▸ Collected data:

^^^^^^^^

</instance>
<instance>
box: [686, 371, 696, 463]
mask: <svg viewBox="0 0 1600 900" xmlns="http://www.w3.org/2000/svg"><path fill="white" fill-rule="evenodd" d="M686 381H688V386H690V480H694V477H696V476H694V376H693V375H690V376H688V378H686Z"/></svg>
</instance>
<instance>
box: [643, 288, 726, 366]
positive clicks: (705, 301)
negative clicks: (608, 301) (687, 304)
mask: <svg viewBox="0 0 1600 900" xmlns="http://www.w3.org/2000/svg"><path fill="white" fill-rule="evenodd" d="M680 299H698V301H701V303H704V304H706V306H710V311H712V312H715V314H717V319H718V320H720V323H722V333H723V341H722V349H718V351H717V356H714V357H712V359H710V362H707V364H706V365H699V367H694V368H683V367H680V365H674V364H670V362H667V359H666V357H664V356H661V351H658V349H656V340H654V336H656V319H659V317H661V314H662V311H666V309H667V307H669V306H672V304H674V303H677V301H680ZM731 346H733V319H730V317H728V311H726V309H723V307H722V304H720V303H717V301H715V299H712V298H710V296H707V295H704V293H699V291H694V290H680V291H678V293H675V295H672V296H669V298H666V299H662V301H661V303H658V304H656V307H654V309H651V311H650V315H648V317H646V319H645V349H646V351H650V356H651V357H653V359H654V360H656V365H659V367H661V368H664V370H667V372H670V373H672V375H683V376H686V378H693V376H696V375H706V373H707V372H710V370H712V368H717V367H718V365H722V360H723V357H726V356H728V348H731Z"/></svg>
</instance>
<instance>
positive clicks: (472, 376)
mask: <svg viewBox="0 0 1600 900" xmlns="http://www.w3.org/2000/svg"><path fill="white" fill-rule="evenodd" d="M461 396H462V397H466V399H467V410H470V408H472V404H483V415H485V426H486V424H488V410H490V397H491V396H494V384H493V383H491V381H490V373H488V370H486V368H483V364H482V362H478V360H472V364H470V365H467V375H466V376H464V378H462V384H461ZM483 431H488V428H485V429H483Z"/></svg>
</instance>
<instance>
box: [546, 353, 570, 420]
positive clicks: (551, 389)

^^^^^^^^

▸ Goal of the exercise:
Write out the entries above once more, without altering anything.

▸ Task solution:
</instance>
<instance>
box: [686, 371, 696, 463]
mask: <svg viewBox="0 0 1600 900" xmlns="http://www.w3.org/2000/svg"><path fill="white" fill-rule="evenodd" d="M686 381H688V386H690V480H694V477H696V476H694V376H693V375H690V376H688V378H686Z"/></svg>
</instance>
<instance>
box: [643, 288, 726, 366]
positive clicks: (705, 301)
negative clicks: (608, 301) (687, 304)
mask: <svg viewBox="0 0 1600 900" xmlns="http://www.w3.org/2000/svg"><path fill="white" fill-rule="evenodd" d="M680 299H698V301H701V303H704V304H706V306H710V311H712V312H715V314H717V319H718V320H720V323H722V333H723V341H722V349H718V351H717V356H714V357H712V359H710V362H707V364H706V365H699V367H694V368H683V367H680V365H674V364H670V362H667V359H666V357H664V356H661V351H658V349H656V340H654V336H656V319H659V317H661V314H662V311H666V309H667V307H669V306H672V304H674V303H677V301H680ZM731 346H733V319H730V317H728V311H726V309H723V307H722V304H720V303H717V301H715V299H712V298H710V296H707V295H704V293H699V291H694V290H680V291H678V293H675V295H672V296H669V298H666V299H662V301H661V303H658V304H656V307H654V309H651V311H650V315H648V317H646V319H645V349H646V351H650V356H651V357H653V359H654V360H656V365H659V367H661V368H664V370H667V372H670V373H672V375H683V376H686V378H693V376H696V375H706V373H707V372H710V370H712V368H717V367H718V365H722V360H723V357H726V356H728V348H731Z"/></svg>
</instance>
<instance>
positive clicks: (472, 376)
mask: <svg viewBox="0 0 1600 900" xmlns="http://www.w3.org/2000/svg"><path fill="white" fill-rule="evenodd" d="M461 396H462V397H466V399H467V410H470V408H472V404H483V415H485V426H486V424H488V410H490V397H491V396H494V384H493V383H491V381H490V373H488V370H486V368H483V364H482V362H478V360H472V364H470V365H467V375H466V376H464V378H462V384H461ZM483 431H488V428H485V429H483Z"/></svg>
</instance>
<instance>
box: [546, 353, 570, 420]
positive clicks: (551, 389)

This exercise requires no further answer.